━━━━━ TEXTAUSZUG ━━━━━
Aktuell scheint Kolumbien auf einem guten Weg zu sein, was das wirtschaftliche Wachstum und die Armutsbekämpfung angeht. Kolumbien ist nun, nach Brasilien und Mexiko, die drittgrößte Volkswirtschaft Lateinamerikas. 4) Unter anderem durch einen Arbeitsanstieg im Tourismussektor fiel die Arbeitslosenquote im Oktober letzten Jahres auf 7,8 Prozent – die niedrigste Quote seit 1995. Zudem hat sich die Inflation verlangsamt. Die Kosten für Unterkunft sowie Essen fielen und infolge stiegen Verbraucherpreise 2013 nur um 1,76 Prozent im Vergleich zum Vorjahr – so langsam wie schon seit 1955 nicht mehr. 5)

Gleichzeitig bemüht sich die Regierung Kolumbiens um Friedensverhandlungen mit den FARC Guerillas. In Kuba finden bereits seit dem Herbst 2012 Friedensgespräche statt. In zwei von fünf Gesprächspunkten, „ländliche Entwicklung“ und „politische Teilhabe“, herrscht derzeit Konsens. Einigungen zu den Punkten „Drogen, Entschädigung für die Opfer und Beendigung des bewaffneten Konflikts“ stehen noch aus. 6)
━━━━━
▶ [AUFGABENSTELLUNG]: Führe den Textauszug über Kolumbien im Anschluss an seinen letzten Satz weiter. Die nachstehenden Zeilen spielen für den Textauszug keine Rolle.
━━━━━ BEREITGESTELLTE ANGABEN ━━━━━
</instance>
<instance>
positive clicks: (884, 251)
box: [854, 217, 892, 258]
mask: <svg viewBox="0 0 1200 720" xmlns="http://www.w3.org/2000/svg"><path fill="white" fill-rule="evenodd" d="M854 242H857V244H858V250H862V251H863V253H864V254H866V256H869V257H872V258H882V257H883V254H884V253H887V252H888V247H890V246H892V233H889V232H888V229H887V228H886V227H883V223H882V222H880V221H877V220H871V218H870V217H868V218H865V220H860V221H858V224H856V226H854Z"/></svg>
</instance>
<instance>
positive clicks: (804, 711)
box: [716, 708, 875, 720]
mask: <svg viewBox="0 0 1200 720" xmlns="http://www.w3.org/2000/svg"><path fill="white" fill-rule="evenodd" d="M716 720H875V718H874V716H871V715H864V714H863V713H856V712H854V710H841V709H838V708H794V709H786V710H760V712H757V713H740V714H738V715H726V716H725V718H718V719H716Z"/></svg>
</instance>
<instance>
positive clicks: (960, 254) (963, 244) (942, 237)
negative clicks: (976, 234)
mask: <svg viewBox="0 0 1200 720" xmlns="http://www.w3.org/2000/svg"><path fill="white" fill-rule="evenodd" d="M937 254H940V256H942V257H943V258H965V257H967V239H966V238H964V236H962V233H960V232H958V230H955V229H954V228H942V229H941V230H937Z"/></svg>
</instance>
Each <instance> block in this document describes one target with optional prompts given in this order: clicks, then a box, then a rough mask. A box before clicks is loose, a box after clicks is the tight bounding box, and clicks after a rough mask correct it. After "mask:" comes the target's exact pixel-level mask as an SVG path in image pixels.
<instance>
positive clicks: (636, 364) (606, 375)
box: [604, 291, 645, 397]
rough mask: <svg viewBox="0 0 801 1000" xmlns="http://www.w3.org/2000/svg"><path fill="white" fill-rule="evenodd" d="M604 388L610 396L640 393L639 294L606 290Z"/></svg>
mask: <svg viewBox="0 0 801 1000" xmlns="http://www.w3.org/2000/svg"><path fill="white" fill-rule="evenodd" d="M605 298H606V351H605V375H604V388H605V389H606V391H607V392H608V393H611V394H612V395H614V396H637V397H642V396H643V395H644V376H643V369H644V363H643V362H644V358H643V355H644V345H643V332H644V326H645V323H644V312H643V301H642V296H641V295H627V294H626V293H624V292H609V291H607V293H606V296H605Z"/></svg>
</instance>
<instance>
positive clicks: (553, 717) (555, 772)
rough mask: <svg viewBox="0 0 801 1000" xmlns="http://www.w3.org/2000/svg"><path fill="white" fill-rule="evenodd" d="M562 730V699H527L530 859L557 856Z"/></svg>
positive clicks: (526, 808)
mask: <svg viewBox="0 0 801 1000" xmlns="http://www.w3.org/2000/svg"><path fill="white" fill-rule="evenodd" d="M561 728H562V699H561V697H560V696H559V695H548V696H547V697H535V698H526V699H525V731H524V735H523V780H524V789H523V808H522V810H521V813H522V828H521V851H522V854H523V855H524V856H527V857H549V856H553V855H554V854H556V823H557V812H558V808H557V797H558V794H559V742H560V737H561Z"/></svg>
━━━━━
▶ [LÖSUNG DER AUFGABE]:
Nichtsdestotrotz, Kolumbien existiert nicht in einem Vakuum. Wenn der Kurs Erfolg zeigt und weniger Koka in Kolumbien angebaut und weiterverarbeitet wird, dann ist das noch lange keine Garantie, dass der Drogenhandel in Lateinamerika geschwächt oder gar besiegt wird. Man konnte in der Vergangenheit schon oft beobachten, wie sich Anbau und Produktion verlagerten und neue Akteure die alten Nischen besetzten. Dennoch ist eine positive Entwicklung Kolumbiens vielleicht der Stein, der eine größere Welle des Umdenkens ins Rollen bringt und Nachbarländern als Vorbild dienen kann.

Fußnoten (Hinweise, Quellen, Links)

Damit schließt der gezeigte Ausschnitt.